___ MATERIAL FOR THIS EXERCISE

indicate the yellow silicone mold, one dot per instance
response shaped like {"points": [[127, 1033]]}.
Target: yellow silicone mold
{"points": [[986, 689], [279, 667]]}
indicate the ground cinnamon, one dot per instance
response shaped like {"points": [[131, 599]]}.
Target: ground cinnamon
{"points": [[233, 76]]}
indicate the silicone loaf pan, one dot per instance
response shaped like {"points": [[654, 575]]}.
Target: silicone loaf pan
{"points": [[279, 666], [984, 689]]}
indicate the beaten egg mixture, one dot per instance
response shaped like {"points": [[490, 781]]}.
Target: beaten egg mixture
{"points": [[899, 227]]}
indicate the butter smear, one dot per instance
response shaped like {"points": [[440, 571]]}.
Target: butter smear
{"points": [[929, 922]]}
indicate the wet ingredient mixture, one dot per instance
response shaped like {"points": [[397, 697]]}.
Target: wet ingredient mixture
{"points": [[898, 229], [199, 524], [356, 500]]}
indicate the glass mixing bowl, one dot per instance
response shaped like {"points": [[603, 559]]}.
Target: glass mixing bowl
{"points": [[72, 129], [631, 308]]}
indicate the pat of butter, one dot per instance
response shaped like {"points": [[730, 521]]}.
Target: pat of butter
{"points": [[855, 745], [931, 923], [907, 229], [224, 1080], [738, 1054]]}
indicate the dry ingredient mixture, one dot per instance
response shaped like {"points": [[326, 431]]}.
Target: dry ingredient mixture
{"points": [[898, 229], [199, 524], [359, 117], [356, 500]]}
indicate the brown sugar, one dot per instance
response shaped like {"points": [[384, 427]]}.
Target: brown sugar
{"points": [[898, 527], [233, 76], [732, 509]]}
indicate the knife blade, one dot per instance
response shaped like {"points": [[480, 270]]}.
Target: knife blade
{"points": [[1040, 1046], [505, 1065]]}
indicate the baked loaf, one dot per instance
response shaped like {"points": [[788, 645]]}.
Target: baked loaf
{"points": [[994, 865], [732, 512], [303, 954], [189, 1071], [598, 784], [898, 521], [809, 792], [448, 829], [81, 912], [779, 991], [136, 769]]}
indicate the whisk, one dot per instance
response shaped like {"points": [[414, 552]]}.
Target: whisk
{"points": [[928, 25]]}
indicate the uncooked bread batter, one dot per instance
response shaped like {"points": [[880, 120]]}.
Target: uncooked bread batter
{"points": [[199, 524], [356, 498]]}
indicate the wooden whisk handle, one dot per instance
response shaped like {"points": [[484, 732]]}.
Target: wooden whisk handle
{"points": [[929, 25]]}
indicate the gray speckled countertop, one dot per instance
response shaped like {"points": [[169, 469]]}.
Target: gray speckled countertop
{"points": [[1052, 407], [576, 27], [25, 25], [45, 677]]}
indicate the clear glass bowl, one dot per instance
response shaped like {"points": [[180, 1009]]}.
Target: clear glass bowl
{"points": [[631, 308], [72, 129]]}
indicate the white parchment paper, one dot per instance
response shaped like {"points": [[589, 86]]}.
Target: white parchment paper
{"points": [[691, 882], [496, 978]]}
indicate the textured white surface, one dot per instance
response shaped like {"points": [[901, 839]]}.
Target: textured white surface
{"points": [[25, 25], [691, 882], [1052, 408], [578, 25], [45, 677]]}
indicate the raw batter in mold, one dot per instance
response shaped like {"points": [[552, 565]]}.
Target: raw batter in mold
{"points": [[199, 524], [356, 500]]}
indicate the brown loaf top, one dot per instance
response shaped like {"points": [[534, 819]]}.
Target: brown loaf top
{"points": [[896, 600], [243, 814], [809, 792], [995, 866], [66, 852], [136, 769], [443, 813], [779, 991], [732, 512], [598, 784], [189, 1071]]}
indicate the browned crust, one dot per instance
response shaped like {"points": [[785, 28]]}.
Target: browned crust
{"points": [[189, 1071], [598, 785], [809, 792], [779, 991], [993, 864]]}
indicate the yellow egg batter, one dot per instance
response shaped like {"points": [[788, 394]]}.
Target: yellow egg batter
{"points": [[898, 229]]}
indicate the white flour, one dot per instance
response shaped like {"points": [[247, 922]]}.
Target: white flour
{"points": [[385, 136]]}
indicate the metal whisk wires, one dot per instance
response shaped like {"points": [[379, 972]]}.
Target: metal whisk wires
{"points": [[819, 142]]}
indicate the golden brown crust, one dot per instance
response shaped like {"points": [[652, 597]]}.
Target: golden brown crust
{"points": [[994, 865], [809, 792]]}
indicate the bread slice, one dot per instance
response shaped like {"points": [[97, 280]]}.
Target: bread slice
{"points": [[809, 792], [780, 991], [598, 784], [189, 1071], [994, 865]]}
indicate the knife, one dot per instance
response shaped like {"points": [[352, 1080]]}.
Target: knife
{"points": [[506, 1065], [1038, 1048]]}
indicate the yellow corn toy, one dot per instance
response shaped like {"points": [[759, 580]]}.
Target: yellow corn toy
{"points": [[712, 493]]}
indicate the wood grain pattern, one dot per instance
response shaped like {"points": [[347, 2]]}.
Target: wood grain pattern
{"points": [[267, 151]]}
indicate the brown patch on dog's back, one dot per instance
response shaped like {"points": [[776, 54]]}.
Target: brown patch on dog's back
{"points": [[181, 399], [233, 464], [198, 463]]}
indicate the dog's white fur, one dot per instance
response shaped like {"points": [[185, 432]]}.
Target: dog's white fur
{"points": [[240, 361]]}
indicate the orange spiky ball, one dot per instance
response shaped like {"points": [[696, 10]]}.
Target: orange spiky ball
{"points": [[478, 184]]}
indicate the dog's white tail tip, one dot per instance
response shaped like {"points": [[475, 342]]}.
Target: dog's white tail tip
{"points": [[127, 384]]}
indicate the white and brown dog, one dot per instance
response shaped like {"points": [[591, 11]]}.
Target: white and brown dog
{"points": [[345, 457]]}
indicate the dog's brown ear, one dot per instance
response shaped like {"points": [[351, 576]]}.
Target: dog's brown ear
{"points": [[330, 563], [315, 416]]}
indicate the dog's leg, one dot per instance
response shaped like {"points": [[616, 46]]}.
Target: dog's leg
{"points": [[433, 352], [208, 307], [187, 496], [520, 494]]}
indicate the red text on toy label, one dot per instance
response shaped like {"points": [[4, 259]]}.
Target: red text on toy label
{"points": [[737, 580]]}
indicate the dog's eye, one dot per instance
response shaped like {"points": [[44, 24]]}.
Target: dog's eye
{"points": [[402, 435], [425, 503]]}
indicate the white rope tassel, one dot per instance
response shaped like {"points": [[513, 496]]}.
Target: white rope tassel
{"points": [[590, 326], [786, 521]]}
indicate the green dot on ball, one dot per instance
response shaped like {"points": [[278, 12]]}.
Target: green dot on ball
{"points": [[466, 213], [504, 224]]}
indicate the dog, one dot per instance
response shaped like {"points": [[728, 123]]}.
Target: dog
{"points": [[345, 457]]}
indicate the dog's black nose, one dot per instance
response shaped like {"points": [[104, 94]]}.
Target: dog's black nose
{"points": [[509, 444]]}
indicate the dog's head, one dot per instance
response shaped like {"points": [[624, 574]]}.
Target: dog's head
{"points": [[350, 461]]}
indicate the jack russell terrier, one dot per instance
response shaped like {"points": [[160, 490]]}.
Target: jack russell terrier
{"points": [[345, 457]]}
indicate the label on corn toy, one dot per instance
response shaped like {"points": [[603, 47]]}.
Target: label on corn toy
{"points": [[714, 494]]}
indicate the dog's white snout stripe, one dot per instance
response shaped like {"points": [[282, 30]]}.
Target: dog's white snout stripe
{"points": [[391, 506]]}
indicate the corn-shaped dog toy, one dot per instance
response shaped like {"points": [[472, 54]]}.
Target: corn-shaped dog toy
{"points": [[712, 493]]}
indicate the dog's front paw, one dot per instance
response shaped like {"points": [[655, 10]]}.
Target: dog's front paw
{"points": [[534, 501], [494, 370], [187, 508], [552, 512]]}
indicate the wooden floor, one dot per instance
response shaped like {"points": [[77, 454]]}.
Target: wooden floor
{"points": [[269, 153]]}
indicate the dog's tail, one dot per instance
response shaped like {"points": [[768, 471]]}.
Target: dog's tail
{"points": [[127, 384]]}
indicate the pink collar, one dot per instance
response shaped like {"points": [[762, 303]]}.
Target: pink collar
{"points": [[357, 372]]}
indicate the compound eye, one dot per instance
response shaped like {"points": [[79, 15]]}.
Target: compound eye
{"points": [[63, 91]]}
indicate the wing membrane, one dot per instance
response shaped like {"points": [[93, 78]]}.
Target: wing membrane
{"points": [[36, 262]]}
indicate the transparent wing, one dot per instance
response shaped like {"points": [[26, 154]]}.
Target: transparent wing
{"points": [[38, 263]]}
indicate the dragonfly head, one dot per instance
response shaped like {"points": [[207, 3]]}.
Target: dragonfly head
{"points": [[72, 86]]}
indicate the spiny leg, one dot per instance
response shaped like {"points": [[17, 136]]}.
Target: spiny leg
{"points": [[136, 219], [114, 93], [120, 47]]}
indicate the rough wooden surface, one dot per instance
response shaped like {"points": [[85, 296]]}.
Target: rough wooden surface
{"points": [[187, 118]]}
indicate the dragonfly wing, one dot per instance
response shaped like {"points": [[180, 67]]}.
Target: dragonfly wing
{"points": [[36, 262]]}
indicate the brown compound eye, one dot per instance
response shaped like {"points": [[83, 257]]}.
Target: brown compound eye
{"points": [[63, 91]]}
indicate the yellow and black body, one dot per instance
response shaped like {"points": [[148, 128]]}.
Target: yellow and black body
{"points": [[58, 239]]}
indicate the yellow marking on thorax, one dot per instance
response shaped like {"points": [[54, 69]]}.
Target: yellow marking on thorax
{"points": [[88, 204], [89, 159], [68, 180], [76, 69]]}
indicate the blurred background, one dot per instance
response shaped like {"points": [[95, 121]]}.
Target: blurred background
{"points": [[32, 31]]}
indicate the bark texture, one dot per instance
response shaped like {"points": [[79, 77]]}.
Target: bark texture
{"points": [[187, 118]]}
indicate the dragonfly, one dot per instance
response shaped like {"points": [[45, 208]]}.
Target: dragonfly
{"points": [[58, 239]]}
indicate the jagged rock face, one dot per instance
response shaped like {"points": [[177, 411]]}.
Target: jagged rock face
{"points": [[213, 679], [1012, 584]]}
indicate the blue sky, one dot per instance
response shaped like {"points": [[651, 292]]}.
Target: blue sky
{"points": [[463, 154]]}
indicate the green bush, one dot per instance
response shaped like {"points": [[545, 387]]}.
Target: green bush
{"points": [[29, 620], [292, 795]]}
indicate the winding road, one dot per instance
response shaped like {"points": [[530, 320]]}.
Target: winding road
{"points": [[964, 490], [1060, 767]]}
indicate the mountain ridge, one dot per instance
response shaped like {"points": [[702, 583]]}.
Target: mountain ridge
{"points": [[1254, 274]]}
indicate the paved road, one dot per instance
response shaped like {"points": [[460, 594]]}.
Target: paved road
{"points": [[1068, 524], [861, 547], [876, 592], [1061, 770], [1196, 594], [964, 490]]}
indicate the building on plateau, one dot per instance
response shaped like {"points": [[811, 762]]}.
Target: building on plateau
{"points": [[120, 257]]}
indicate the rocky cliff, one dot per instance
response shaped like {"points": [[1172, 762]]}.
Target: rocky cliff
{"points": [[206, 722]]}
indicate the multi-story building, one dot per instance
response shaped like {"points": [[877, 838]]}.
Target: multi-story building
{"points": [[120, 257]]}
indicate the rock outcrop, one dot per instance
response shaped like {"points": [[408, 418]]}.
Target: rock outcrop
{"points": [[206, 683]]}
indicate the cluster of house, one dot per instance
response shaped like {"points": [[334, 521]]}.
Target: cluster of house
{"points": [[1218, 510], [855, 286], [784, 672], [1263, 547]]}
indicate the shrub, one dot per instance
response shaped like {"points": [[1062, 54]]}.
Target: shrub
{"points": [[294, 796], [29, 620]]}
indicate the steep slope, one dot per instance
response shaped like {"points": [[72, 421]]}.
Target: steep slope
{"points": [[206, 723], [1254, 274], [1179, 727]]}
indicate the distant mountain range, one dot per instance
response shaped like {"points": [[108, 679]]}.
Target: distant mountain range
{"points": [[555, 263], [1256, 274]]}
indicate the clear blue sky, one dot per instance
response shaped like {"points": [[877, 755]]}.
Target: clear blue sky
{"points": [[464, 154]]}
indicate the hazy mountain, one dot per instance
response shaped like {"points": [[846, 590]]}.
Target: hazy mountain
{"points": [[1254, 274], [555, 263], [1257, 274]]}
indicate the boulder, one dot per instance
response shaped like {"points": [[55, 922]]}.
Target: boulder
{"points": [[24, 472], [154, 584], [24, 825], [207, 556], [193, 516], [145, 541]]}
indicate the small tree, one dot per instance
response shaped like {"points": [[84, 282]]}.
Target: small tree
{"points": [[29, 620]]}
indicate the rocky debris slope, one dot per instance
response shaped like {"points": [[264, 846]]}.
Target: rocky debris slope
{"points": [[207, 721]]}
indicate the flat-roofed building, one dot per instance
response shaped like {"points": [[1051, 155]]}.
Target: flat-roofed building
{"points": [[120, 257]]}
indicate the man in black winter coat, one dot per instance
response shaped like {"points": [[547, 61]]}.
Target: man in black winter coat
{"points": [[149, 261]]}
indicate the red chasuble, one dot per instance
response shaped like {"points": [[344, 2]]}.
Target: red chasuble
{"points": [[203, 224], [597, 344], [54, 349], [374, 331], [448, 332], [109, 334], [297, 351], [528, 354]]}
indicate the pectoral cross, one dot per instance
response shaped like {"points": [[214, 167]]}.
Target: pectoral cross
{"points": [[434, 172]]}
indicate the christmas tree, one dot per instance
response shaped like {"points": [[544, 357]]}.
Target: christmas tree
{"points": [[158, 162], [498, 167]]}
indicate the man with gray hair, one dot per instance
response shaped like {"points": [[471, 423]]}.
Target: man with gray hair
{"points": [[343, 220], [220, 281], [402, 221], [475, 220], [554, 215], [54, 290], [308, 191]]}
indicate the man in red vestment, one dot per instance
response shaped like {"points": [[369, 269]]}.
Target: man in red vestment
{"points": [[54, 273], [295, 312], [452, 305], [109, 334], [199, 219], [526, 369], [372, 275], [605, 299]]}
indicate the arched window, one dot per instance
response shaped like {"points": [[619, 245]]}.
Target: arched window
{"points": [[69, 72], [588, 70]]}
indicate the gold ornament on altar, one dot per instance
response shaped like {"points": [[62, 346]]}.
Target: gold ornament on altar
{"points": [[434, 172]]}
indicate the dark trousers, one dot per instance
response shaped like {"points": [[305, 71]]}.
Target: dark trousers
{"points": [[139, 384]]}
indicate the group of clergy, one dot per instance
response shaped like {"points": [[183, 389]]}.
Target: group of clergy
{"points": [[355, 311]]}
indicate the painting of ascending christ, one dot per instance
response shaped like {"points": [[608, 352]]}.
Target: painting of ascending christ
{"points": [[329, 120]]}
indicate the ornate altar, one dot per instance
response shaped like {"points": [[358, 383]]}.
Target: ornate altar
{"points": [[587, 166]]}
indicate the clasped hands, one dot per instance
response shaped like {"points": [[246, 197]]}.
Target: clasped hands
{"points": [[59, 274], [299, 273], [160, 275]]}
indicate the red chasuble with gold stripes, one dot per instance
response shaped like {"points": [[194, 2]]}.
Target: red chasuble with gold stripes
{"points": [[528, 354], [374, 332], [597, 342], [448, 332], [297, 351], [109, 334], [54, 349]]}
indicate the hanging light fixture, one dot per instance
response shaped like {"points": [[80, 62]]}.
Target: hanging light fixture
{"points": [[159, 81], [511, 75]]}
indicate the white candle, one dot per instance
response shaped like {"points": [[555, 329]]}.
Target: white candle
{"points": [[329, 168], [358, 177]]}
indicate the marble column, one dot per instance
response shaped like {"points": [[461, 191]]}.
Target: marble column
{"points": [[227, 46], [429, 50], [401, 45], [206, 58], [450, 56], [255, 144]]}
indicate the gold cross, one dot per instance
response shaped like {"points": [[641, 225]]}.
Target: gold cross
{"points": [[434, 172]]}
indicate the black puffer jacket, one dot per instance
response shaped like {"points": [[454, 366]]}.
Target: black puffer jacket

______

**WHAT IS EXPECTED:** Using the records above, please retype only the run of lines from the line holding "indicate the hanging" through the last line, both ends included.

**WRITTEN RESPONSE:**
indicate the hanging light fixture, one dot per instance
response shaped like {"points": [[80, 62]]}.
Target: hanging light fixture
{"points": [[159, 81], [511, 75]]}
indicate the white candle, one dot per instance
response shaped like {"points": [[555, 329]]}.
Target: white candle
{"points": [[329, 168], [358, 177]]}
indicate the marble column, one dot per instance
response shaped like {"points": [[461, 191]]}.
Target: marble column
{"points": [[227, 46], [429, 50], [401, 45], [206, 58], [450, 56], [255, 144]]}
indicate the gold cross, one dot per instance
response shaped like {"points": [[641, 225]]}.
Target: gold cross
{"points": [[434, 172]]}
indicate the black puffer jacket, one dot per instance
response shaped like {"points": [[454, 366]]}.
Target: black puffer jacket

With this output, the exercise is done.